Record excerpts:
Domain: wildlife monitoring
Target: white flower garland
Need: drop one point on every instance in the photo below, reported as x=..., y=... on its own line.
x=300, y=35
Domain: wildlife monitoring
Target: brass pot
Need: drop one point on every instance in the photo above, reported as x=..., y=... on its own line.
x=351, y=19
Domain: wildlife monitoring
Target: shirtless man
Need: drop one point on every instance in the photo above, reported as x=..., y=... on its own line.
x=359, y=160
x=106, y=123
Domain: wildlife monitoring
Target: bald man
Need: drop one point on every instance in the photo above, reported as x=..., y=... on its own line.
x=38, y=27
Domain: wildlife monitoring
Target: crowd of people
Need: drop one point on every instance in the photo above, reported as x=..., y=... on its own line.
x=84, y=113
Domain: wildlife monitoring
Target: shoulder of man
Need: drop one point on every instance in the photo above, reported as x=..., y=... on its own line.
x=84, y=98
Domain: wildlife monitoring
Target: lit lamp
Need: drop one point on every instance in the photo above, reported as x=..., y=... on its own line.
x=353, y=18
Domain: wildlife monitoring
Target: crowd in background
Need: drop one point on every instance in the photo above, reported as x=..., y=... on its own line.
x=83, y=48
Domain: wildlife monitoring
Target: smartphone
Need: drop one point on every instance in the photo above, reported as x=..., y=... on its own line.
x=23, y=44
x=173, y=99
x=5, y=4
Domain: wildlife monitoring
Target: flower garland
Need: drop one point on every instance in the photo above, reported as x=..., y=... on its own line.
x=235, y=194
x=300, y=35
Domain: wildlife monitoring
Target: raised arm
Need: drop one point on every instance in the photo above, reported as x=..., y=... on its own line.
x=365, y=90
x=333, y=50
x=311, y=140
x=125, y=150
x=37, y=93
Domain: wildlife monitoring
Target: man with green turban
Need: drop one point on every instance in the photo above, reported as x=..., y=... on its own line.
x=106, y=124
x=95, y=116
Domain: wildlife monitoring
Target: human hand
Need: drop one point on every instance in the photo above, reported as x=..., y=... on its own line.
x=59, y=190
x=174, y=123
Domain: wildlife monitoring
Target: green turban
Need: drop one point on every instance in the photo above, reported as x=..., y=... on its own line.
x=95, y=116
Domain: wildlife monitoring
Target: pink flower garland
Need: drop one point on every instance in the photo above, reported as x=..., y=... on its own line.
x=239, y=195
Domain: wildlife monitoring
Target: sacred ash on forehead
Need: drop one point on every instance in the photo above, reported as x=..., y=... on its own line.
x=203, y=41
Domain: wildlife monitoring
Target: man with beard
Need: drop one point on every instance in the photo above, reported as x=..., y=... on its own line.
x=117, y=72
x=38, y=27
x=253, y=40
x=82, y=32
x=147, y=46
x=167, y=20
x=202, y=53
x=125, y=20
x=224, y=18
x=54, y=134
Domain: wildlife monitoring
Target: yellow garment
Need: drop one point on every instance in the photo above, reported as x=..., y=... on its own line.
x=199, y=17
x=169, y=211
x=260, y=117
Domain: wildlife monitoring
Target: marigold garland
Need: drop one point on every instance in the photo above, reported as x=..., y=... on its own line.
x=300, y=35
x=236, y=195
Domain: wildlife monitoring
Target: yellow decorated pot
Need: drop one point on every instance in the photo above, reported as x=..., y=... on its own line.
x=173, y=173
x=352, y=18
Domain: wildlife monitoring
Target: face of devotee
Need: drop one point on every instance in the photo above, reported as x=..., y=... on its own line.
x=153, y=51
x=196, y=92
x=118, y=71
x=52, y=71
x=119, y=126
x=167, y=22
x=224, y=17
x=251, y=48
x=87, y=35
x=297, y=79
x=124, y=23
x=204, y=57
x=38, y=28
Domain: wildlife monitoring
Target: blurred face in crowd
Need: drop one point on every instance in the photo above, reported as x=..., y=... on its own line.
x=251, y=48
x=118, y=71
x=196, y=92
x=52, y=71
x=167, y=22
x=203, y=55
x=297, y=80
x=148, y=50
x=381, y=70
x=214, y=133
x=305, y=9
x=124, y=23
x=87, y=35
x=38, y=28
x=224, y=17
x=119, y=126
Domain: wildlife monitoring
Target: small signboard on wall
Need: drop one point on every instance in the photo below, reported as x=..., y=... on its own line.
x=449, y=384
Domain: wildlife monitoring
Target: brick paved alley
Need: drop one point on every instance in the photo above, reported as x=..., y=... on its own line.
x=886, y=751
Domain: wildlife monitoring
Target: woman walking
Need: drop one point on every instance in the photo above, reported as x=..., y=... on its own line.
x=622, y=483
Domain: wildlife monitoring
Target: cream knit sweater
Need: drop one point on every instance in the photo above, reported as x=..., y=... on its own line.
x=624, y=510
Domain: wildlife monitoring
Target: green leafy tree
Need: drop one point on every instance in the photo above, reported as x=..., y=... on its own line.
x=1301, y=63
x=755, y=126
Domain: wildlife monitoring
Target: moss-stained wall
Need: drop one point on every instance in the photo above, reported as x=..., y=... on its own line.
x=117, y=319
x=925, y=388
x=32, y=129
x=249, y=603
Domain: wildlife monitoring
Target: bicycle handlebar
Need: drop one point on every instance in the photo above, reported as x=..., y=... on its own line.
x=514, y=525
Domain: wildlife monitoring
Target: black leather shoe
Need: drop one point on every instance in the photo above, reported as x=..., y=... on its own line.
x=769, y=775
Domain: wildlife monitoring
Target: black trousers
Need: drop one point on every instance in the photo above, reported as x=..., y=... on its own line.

What needs to be done:
Go through the listing and copy all of it exactly.

Output below:
Domain: wildlife monitoring
Target: white flower garland
Need: drop one point on every instance in the photo below, reported as x=..., y=... on its own line.
x=300, y=35
Domain: wildlife monitoring
Target: brass pot
Need: drop one point on every instance in the photo above, reported as x=..., y=... on its own line.
x=351, y=19
Domain: wildlife monitoring
Target: shirtless man
Need: drop one point on every instance in the photo above, reported as x=..., y=... on its own line.
x=359, y=160
x=106, y=123
Domain: wildlife monitoring
Target: bald man
Need: drop one point on every instance in the photo above, reported as x=..., y=... on its own line.
x=38, y=27
Domain: wildlife monitoring
Target: crowd of people
Need: drop one point on every instance in the photo above, reported as x=..., y=... on its own line.
x=84, y=113
Domain: wildlife monitoring
Target: shoulder of man
Need: drop one point on every instance in the photo above, reported as x=..., y=... on its own line.
x=84, y=98
Domain: wildlife monitoring
Target: lit lamp
Need: drop one point on every instance in the photo above, reported as x=..., y=... on its own line.
x=353, y=18
Domain: wildlife monitoring
Target: crowd in background
Need: drop one point on every instance in the photo above, reported as x=..., y=... on its own line.
x=83, y=48
Domain: wildlife monitoring
Target: smartphone
Need: drop one point on every instance in the photo above, reported as x=..., y=... on its own line.
x=23, y=44
x=173, y=99
x=5, y=4
Domain: wildlife monitoring
Target: flower garland
Need: drop one point on every instance in the photo above, reported as x=..., y=... on its own line.
x=235, y=194
x=300, y=35
Domain: wildlife monitoring
Target: raised arm
Need: drop one point on every instance in the photo above, reported as x=..., y=... on its own line.
x=365, y=90
x=333, y=50
x=311, y=140
x=125, y=150
x=37, y=93
Domain: wildlife monitoring
Target: man with green turban
Need: drop one point on every instance in the photo above, reported as x=..., y=... on its own line.
x=106, y=124
x=95, y=116
Domain: wildlife monitoring
Target: human hand
Need: drop one point on every instance in the photo above, reported as x=..., y=... on its own line.
x=59, y=190
x=174, y=123
Domain: wildlife monitoring
Target: green turban
Need: drop one point on every instance in the photo above, reported as x=..., y=... on its own line.
x=95, y=116
Domain: wildlife monitoring
Target: pink flower garland
Need: drop one point on every instance in the photo above, reported as x=..., y=... on its own line.
x=239, y=195
Domain: wildlife monitoring
Target: sacred ash on forehead
Need: drop one point on every instance in the photo above, reported as x=..., y=... on its own line.
x=203, y=41
Domain: wildlife monitoring
Target: man with beard
Need: drop one point on every instance in the photo above, reported as x=..., y=... on its own line.
x=117, y=72
x=38, y=27
x=253, y=40
x=82, y=32
x=147, y=46
x=167, y=20
x=202, y=53
x=125, y=20
x=224, y=18
x=54, y=134
Domain: wildlife monitoring
Target: yellow garment
Need: drop one point on every instance in the photo above, reported as x=..., y=... on its own line.
x=199, y=17
x=169, y=211
x=260, y=117
Domain: wildlife monitoring
Target: marigold garland
Need: drop one point on every instance in the photo above, reported as x=..., y=... on its own line.
x=300, y=35
x=236, y=195
Domain: wildlife monitoring
Target: yellow decorated pot
Need: drop one point on every instance in the photo above, reported as x=..., y=... on its own line.
x=173, y=173
x=352, y=18
Domain: wildlife monitoring
Target: face of devotee
Need: drop one point on every instance in the photo above, reported as x=..., y=... on its own line.
x=153, y=51
x=196, y=92
x=118, y=71
x=52, y=71
x=119, y=126
x=167, y=22
x=224, y=17
x=251, y=48
x=87, y=35
x=297, y=79
x=124, y=23
x=204, y=57
x=38, y=28
Domain: wildlife monitoring
Target: blurred face in crowd
Need: drop one point on every instance in the photo above, reported as x=..., y=... on its own line.
x=251, y=48
x=118, y=71
x=196, y=92
x=52, y=71
x=167, y=22
x=203, y=55
x=297, y=80
x=148, y=50
x=381, y=70
x=214, y=133
x=305, y=9
x=124, y=23
x=87, y=35
x=38, y=28
x=224, y=17
x=119, y=126
Domain: wildlife monitoring
Target: small signboard on wall
Need: drop one point on every instance in the photo below, reported as x=..., y=... on its own line.
x=449, y=384
Domain: wildlife monitoring
Target: brick paved alley
Need: drop one point on every instance in the photo above, reported as x=..., y=... on its own line.
x=886, y=751
Domain: wildlife monitoring
Target: woman walking
Need: drop one point on every instance in the photo above, reported as x=..., y=... on its own line.
x=622, y=483
Domain: wildlife monitoring
Target: cream knit sweater
Need: drop one point on every instance in the photo above, reported as x=..., y=... on its own line.
x=624, y=510
Domain: wildlife monitoring
Target: green leafy tree
Need: drop one point on every instance in the photo above, reported as x=..., y=... on its own line.
x=1301, y=63
x=755, y=126
Domain: wildlife monitoring
Target: moss-stained wall
Need: drop one point on every instance in the photo above, reported as x=..., y=... on its own line.
x=117, y=319
x=925, y=388
x=32, y=129
x=249, y=603
Domain: wildlife monitoring
Target: bicycle handlebar
Need: drop one point on every instance in the photo above, reported as x=..., y=... on its own line.
x=514, y=525
Domain: wildlife monitoring
Target: black leather shoe
Need: drop one point on every instance in the photo above, reported as x=..., y=... on its own line.
x=769, y=775
Domain: wildlife monitoring
Target: black trousers
Need: drop one point on every instance in the photo above, reported as x=..., y=... on its own line.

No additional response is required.